***** Provided text

Searching online for examples of bad data visualization is one of my guilty pleasures. Usually I am simply seeking a quick hit of schadenfreude, but a couple times I have found errors that would have been tempted to make myself, and learned from the experience. The other day I was hit with an entirely different reaction, when my most popular data creation (based on page views) popped up in my Google image search for “Worst Data Visualization Ever.”
Walter Hickey, a journalist presently writing for FiveThirtyEight, whose work I enjoy (particularly this on box office and gender coverage in Hollywood films), had included the above image and description of my MLS salary visualization in a column titled of The 27 Worst Charts of All Time, which posted on Business Insider last June. I was taken aback because while I knew the graph wasn’t the Platonic ideal of Tufte-ian visualization standards, within the MLS blogosphere, it had garnered myriad retweets, upvotes, and page views soon after I created it. I had received a few tweets seeking clarification, but I don’t remember any expressing utter confusion. As the above image is only part of the data visualization, it is unclear whether or not Hickey even saw the full interactive version. Also in the list were bad graphs published by the White House, Wall Street Journal, Human Rights Campaign, Bloomberg, Gallup, three from Fox News, etc. So at least I was in mostly good company…
Luckily, Hickey also included a link to Junk Charts, whose more constructive criticism had presumably alerted him to my work. Kaiser Fung’s assessment, titled “More power brings more responsibility,” noted that:
“(1)Sorting the bars by total salary would be a start.

**********
***** Given information

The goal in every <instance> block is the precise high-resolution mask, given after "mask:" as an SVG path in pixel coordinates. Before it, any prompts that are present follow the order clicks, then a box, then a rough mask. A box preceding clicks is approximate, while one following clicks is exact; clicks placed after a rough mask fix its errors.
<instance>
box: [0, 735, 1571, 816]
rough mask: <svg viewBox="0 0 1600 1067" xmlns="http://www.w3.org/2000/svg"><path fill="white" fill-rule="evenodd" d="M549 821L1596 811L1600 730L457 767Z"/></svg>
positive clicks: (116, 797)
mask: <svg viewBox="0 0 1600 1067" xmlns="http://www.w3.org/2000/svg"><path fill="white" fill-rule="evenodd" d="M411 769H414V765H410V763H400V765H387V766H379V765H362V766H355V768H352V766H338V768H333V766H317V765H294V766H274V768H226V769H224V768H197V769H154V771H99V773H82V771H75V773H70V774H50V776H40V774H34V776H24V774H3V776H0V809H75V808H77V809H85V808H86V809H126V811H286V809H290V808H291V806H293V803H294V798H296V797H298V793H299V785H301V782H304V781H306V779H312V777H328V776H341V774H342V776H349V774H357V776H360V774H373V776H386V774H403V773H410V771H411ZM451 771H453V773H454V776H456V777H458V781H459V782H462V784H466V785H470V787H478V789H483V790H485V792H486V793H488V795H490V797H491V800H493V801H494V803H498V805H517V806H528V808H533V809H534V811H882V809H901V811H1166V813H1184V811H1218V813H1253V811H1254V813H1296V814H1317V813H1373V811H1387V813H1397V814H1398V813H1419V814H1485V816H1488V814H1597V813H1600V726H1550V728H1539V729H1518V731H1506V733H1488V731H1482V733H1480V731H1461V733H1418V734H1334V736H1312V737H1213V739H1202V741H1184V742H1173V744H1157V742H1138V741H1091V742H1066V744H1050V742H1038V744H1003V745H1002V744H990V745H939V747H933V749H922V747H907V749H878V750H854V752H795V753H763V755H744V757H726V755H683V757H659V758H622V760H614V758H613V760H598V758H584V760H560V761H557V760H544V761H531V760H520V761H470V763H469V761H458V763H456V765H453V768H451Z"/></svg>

**********

▶ Work to complete
a) Can you condense the paragraph in the post about the MLS salary visualization that begins "Walter Hickey, a journalist" into a short bulleted list that keeps its main facts?
b) Could you carry on the post about the MLS salary visualization from the point where it stops?

▶ Answers per task
a)
- Walter Hickey, a FiveThirtyEight journalist whose work the author enjoys (especially his piece on box office and gender coverage in Hollywood films), included part of the author's MLS salary visualization, with a description, in "The 27 Worst Charts of All Time," a Business Insider column posted last June.
- The author was taken aback. The graph was not a Tufte-ian ideal, but it had drawn many retweets, upvotes, and page views in the MLS blogosphere soon after its creation. The few tweets it received asked for clarification rather than expressing utter confusion.
- Because only part of the visualization was shown, it is unclear whether Hickey saw the full interactive version.
- The list also featured bad graphs from the White House, Wall Street Journal, Human Rights Campaign, Bloomberg, Gallup, and Fox News (three), so the author was in mostly good company.

b)
(2) The colors and subsections of the bars were intended to unpack the composition of the total salaries, namely, which positions took how much of the money. (3) I’m at a loss to explain why those rectangles don’t seem to be drawn to scale, or what it means to have rectangles stacked on top of each other. (4) Perhaps it’s because I don’t know much about how the cap works.
Combined with the smaller chart (shown below), the story seems to be that while all teams have similar cap numbers, the actual salaries being paid could differ by multiples.”
(numbers added by me)
There are valid criticisms here alongside an admitted knowledge gap. First off, Fung is absolutely right that I should have sorted the bars (1). That’s an inexcusable, silly oversight on my part. Also, the criticism of my coloring the segments of this tree graph by position (2) is valid, and I shouldn’t have let it become a perceived focus of the graph. A simple color scale based on player salary probably would have been much more effective.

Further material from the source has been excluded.